● Set problem:
Show every line of the records below that contains the string "grass", treating uppercase and lowercase letters as different.

Records from a dataset:

________________

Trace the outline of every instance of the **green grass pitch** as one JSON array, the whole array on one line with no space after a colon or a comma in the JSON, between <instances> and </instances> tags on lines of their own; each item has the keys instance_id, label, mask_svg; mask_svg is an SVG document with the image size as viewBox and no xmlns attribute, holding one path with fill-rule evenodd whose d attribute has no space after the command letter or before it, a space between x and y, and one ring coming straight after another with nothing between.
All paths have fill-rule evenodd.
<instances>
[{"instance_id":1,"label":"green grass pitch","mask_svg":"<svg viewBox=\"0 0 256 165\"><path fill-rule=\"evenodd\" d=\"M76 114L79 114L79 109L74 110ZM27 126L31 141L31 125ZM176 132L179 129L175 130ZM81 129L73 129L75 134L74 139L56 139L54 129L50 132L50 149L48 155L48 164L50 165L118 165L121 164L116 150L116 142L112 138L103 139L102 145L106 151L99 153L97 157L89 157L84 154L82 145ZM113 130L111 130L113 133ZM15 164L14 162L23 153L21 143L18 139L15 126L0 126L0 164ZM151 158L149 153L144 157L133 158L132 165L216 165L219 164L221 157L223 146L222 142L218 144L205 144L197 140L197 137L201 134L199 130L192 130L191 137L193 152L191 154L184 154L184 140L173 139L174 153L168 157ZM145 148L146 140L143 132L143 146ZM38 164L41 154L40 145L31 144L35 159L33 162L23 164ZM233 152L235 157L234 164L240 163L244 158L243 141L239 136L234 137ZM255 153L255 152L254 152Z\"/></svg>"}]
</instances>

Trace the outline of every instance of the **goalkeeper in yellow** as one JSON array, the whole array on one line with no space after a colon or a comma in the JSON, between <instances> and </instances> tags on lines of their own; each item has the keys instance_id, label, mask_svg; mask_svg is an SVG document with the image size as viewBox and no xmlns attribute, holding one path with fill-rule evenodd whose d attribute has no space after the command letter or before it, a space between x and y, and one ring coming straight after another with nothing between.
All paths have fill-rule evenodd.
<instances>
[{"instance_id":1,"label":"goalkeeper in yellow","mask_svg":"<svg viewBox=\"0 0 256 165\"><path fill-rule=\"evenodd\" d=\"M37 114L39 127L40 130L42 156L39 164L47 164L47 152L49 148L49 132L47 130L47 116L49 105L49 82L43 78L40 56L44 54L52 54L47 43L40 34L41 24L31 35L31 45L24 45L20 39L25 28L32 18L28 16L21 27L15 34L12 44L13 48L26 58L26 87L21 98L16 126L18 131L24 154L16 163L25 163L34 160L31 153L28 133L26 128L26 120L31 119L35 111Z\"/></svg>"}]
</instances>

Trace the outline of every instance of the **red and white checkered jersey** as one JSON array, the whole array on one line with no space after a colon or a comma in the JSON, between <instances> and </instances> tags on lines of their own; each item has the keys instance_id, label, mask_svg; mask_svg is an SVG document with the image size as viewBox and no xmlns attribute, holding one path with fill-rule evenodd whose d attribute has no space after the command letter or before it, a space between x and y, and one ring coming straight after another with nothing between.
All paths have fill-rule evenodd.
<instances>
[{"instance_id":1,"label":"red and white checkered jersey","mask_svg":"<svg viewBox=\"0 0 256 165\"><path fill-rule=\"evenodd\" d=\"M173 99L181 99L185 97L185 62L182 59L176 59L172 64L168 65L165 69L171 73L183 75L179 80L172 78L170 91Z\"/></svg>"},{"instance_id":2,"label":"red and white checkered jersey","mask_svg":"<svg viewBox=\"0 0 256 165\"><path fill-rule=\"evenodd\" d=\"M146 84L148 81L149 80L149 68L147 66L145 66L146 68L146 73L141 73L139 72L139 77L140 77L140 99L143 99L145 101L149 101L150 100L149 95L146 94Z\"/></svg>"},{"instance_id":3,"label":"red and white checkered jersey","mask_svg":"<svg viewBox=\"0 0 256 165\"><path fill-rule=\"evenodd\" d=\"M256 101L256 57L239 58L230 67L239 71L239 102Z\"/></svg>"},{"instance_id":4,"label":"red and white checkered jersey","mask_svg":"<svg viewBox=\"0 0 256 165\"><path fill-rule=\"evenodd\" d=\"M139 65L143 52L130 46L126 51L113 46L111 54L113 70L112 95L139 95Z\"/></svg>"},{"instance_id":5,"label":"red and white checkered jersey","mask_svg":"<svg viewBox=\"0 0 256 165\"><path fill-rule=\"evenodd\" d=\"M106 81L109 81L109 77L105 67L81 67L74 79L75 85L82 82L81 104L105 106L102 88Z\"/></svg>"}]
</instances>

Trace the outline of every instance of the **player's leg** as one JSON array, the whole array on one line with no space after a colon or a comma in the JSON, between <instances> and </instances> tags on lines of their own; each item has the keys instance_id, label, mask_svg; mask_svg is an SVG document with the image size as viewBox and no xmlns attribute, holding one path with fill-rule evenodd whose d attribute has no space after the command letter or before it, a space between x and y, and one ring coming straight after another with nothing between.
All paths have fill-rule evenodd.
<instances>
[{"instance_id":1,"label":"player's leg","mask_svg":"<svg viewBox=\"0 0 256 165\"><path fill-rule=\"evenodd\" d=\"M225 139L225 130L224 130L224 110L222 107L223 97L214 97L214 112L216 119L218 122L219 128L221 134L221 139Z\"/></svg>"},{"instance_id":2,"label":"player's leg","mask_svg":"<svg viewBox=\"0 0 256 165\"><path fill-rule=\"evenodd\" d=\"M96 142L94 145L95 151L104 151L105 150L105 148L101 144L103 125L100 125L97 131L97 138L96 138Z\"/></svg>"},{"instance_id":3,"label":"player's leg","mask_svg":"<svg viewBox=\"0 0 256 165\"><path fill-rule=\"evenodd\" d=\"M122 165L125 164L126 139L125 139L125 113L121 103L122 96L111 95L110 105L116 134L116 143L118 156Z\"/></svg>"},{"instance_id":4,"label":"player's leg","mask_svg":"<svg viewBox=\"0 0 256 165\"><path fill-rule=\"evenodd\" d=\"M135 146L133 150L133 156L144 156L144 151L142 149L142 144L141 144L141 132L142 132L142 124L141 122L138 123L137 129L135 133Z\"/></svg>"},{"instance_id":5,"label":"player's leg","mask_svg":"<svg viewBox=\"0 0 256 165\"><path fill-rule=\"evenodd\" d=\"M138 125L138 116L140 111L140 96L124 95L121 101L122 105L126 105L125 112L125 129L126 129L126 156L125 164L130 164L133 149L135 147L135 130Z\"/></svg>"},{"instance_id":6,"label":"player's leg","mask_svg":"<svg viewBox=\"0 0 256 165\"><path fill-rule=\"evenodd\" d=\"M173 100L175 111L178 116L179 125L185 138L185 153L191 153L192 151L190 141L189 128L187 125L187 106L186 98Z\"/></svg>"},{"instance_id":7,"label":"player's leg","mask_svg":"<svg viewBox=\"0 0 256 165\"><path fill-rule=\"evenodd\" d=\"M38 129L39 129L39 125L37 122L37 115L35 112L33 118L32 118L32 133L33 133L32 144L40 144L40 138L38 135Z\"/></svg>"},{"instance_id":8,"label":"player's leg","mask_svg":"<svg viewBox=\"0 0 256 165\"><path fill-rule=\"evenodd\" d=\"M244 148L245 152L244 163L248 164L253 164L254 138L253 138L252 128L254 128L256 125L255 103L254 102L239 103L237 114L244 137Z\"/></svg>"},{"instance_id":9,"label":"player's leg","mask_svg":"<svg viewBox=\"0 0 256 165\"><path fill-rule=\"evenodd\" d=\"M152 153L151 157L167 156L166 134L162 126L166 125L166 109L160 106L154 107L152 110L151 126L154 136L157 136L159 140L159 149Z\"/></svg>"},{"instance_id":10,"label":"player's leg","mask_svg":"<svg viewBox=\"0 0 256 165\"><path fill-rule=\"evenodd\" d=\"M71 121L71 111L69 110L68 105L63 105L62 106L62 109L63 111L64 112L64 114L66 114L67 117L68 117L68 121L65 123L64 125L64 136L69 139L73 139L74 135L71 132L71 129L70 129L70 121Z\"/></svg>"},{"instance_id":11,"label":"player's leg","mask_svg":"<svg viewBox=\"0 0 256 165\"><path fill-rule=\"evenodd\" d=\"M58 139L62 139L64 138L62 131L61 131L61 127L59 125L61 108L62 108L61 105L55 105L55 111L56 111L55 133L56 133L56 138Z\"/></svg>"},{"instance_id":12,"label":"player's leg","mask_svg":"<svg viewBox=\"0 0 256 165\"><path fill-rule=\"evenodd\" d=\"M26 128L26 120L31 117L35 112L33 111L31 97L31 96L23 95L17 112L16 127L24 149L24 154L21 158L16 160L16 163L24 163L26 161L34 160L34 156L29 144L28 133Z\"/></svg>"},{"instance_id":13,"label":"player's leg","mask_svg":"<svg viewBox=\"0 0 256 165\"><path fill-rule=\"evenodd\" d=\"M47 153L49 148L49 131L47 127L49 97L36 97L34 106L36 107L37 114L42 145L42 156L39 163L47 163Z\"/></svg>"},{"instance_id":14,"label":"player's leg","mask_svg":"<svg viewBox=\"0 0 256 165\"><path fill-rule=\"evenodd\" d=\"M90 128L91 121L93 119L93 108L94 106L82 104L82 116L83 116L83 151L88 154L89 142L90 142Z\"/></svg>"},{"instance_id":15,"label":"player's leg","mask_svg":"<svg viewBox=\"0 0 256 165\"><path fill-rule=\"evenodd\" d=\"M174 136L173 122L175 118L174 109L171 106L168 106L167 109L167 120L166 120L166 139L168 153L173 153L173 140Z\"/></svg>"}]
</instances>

________________

● Written reply:
Trace the outline of every instance of the **green grass pitch** as one JSON array, the whole array on one line with no space after a colon or a comma in the JSON, between <instances> and </instances> tags on lines of their own; each item has the keys instance_id, label, mask_svg; mask_svg is an SVG document with the image size as viewBox and no xmlns attribute, holding one path with fill-rule evenodd whose d attribute has no space after the command letter or before it, a space between x and y, and one ring coming straight after another with nothing between.
[{"instance_id":1,"label":"green grass pitch","mask_svg":"<svg viewBox=\"0 0 256 165\"><path fill-rule=\"evenodd\" d=\"M76 114L79 114L79 109L74 110ZM27 126L31 141L31 125ZM176 132L179 129L175 130ZM81 129L73 129L75 134L74 139L56 139L54 129L50 132L50 149L48 155L48 164L50 165L118 165L121 164L116 150L116 142L112 138L103 139L102 145L106 151L99 153L97 157L89 157L84 154L82 145ZM113 130L111 130L113 133ZM15 164L14 162L23 153L21 143L18 139L15 126L0 126L0 164ZM151 158L149 153L144 157L133 158L132 165L216 165L219 164L221 157L223 146L222 142L218 144L205 144L197 140L197 137L201 134L199 130L192 130L191 137L193 152L191 154L184 154L184 140L173 139L174 153L168 157ZM145 148L146 140L143 132L143 146ZM38 164L41 154L40 145L31 144L35 159L33 162L23 164ZM233 152L235 157L234 164L240 163L244 158L243 141L239 136L234 137ZM255 153L255 152L254 152Z\"/></svg>"}]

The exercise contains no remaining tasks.